Text excerpt:
Castro essay criticizes 2008 candidates

A new essay by ailing leader Fidel Castro accused U.S. presidential candidates of "submission" to his exiled foes in Florida and offered a favorable assessment of only one of the 10 presidents he has known: Jimmy Carter.

Castro essay criticizes 2008 candidates
A new essay by ailing leader Fidel Castro accused U.S. presidential candidates of "submission" to his exiled foes in Florida and offered a favorable assessment of only one of the 10 presidents he has known: Jimmy Carter.

Candidates for the U.S. presidential election in 2008 "are totally absorbed by the Florida adventure," said the column published Tuesday by the Communist Party newspaper Granma and other official media.

It was signed by Castro, who has not been seen in videos since June 5.

Castro said that both Hillary Clinton and Barack Obama "feel the sacred duty to demand 'a democratic government in Cuba'" — something Cuban officials insist already exists.

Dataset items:
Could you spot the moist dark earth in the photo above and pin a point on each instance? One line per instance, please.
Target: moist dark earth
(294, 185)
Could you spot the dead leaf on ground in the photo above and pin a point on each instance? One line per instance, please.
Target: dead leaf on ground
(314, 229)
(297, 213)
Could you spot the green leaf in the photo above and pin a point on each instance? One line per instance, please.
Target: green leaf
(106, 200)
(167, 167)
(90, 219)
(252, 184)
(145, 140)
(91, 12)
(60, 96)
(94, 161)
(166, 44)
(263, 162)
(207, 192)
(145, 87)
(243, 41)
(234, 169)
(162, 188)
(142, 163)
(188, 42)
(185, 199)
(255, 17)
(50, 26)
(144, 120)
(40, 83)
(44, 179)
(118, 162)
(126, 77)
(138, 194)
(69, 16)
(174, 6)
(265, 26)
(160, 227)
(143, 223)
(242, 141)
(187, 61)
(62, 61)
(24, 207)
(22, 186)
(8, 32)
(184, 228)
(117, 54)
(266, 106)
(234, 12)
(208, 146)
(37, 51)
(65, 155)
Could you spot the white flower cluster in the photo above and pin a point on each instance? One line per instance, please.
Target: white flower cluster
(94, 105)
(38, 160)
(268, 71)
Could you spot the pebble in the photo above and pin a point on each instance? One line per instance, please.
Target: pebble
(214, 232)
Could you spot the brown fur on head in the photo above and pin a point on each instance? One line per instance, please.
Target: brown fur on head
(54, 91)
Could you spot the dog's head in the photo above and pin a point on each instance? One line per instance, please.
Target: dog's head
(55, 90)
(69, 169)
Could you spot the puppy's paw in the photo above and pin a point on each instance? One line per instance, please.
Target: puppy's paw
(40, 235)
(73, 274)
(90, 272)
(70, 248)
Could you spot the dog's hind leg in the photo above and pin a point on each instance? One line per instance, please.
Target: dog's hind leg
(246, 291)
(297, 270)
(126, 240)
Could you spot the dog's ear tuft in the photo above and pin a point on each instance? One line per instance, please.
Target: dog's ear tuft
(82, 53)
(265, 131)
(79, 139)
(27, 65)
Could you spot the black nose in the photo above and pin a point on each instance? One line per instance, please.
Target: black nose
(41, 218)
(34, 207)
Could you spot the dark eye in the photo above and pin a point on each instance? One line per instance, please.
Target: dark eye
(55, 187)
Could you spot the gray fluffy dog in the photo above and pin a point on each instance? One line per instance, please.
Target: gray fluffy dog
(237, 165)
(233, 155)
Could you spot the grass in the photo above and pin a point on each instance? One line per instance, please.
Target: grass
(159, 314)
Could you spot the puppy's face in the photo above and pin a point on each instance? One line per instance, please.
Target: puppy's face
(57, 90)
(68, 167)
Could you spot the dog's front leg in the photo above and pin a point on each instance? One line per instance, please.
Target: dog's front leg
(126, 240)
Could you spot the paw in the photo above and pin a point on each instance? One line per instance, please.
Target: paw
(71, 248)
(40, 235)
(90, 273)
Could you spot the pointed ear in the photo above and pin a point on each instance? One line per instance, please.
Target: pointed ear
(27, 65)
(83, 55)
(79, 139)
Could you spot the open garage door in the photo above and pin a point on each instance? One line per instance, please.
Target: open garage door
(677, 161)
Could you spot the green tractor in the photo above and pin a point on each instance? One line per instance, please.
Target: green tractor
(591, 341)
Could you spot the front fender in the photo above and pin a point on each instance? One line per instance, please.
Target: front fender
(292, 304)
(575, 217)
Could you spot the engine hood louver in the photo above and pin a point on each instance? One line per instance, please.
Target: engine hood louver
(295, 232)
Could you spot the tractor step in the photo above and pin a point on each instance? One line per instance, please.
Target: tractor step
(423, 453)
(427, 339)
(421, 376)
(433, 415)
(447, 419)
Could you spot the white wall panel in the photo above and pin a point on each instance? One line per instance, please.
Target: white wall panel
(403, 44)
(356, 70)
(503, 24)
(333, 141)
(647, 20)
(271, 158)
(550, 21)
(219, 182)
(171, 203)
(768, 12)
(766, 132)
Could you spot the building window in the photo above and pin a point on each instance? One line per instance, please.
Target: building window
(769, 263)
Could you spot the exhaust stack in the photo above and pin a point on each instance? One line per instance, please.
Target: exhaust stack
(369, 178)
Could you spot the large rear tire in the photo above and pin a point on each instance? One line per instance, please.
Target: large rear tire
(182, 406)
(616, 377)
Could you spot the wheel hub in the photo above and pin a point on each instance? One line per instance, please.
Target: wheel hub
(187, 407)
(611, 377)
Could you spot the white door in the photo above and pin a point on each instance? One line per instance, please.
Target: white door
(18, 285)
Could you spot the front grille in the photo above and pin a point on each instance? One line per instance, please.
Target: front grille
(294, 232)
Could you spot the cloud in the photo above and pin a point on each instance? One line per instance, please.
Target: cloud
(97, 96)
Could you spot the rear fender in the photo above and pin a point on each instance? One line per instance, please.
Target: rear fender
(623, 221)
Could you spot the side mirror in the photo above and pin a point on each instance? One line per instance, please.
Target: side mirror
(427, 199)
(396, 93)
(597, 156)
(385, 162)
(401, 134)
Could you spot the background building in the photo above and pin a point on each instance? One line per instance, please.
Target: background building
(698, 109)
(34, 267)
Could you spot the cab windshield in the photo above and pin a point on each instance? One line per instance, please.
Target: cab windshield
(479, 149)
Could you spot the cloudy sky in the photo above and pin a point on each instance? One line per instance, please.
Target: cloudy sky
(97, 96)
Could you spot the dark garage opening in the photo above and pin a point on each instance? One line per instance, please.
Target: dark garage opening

What the task asks:
Answer these questions about the article on Castro's essay about the 2008 candidates.
1. Which president did the essay assess favorably?
2. Which newspaper published the column?
3. Since what date had Castro not been seen in videos?

Reply:
1. Jimmy Carter
2. Granma, the Communist Party newspaper
3. June 5